LA FORJA DE UN ESCRITOR
(1943-1952)EXPERIENCIAS VITALES

IRIA-FLAVIA

El rumoroso Sar y el fuerte Ulla vienen a buscarme donde ya la tierra deja de serlo, y el lejano mar Atlántico se amansa y se entristece.
Un poco más al norte, finis terrae. No es cierto que haya nada más allá, Iria-Flavia es el último nombre latino de Occidente.
En Padrón, cuando la marea baja, el agua es dulce y fluvial; los pataches, de nombres hermosos, se recuestan sobre el muelle pontevedrés, media negra panza al viento, y los caballos, patricios y feudales, prefieren vadear la corriente con el agua hasta los ijares e instalarse, robinsonianos, quijotescos, en el breve islote que aflora metro y medio sobre la superficie.
Cuando la marea sube, el panorama cambia. El agua se sala y se enverdece; los pataches, enhiestos y cabeceantes, se aprestan para aparejar —el romántico nombre marinero pintado a popa—, y los caballos, más patricios, más feudales, más robinsonianos y más quijotescos que nunca, se quedan de pie sobre el agua, como prestidigitadores, como taumaturgos o como santos, colocados como mejor les acomoda, ignorantes de la ley inexorable que orienta contra el viento y sobre las anclas de proa a los barcos, sus vecinos, que no se atreven a arrimarse, porque para algo el práctico es el práctico y conoce los bajíos y las restingas, los pasos y los canales.

→ **DATOS DE TRABAJO**
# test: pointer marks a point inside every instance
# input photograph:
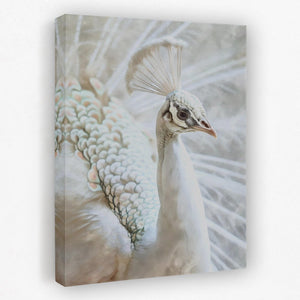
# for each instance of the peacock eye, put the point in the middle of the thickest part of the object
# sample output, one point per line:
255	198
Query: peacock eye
183	114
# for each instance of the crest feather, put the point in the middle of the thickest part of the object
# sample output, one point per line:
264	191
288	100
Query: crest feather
156	68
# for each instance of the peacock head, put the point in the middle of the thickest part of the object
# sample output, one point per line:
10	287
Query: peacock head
156	69
183	112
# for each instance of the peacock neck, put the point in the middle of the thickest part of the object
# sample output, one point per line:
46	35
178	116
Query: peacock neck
181	222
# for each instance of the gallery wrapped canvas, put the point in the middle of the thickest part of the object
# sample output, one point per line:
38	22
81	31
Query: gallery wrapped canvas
150	139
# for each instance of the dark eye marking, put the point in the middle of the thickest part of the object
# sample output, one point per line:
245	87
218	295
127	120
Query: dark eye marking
183	114
205	124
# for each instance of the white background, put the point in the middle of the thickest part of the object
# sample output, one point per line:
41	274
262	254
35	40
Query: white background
26	157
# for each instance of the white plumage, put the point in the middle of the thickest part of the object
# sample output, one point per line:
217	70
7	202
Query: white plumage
106	200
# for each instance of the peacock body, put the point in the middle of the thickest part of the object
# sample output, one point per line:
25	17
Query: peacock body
107	201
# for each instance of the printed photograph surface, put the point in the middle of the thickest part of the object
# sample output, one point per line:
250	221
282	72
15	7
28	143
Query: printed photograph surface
150	148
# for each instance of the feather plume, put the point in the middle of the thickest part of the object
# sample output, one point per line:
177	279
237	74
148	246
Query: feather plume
156	67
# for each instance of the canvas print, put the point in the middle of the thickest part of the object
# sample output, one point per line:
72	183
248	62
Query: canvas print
150	139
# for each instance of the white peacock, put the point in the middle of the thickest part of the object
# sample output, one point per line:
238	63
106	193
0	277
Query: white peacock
115	218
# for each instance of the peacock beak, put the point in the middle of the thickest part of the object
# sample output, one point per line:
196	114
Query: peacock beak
204	126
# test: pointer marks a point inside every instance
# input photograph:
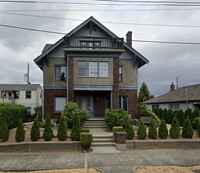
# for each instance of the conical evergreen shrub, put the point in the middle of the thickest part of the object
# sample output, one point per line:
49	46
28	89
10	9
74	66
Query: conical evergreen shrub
175	129
152	132
141	133
20	132
76	129
162	130
129	130
35	131
4	132
62	129
48	131
187	131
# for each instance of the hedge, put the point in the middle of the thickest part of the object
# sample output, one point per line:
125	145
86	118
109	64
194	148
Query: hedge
11	113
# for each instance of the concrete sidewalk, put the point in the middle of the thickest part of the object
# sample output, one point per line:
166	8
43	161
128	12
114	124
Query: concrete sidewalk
108	163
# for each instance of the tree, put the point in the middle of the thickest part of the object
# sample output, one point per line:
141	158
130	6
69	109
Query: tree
20	132
144	93
141	133
4	132
35	131
187	131
62	129
48	131
152	133
162	130
129	130
76	129
175	129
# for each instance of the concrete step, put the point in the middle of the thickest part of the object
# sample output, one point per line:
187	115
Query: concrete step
103	144
103	140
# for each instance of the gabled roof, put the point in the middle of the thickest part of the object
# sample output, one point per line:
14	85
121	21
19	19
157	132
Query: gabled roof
19	87
141	59
189	93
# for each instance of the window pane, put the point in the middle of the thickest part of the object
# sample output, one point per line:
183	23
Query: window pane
60	73
103	69
93	69
82	68
60	103
28	94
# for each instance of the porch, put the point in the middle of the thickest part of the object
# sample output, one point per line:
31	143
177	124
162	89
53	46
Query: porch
94	101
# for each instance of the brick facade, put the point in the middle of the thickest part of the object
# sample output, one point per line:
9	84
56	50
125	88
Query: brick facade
49	102
116	82
132	101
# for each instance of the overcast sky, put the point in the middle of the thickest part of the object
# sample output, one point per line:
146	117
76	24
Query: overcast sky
166	61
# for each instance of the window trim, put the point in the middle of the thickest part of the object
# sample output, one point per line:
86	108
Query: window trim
30	94
121	104
98	69
60	65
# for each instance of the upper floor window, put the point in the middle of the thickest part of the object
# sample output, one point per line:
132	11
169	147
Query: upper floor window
93	69
28	94
123	102
60	73
120	74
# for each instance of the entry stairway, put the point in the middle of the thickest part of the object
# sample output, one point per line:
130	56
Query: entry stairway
101	136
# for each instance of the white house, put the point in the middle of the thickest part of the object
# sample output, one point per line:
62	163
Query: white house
29	95
181	98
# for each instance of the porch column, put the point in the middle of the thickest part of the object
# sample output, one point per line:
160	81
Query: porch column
70	87
116	82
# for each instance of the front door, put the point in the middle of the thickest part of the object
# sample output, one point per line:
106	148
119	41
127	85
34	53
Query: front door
86	103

→ **EJERCICIO A**
Devuelve sin cambiar nada el fragmento del texto sobre Iria-Flavia que va de "El rumoroso Sar" a "sobre la superficie.".
→ **EJERCICIO B**
Localiza en los registros todas las líneas que contienen la palabra "conical" y cópialas. Importan las mayúsculas y minúsculas.

→ **RESPUESTA ESCRITA A**
El rumoroso Sar y el fuerte Ulla vienen a buscarme donde ya la tierra deja de serlo, y el lejano mar Atlántico se amansa y se entristece.
Un poco más al norte, finis terrae. No es cierto que haya nada más allá, Iria-Flavia es el último nombre latino de Occidente.
En Padrón, cuando la marea baja, el agua es dulce y fluvial; los pataches, de nombres hermosos, se recuestan sobre el muelle pontevedrés, media negra panza al viento, y los caballos, patricios y feudales, prefieren vadear la corriente con el agua hasta los ijares e instalarse, robinsonianos, quijotescos, en el breve islote que aflora metro y medio sobre la superficie.

→ **RESPUESTA ESCRITA B**
# for each instance of the conical evergreen shrub, put the point in the middle of the thickest part of the object
Query: conical evergreen shrub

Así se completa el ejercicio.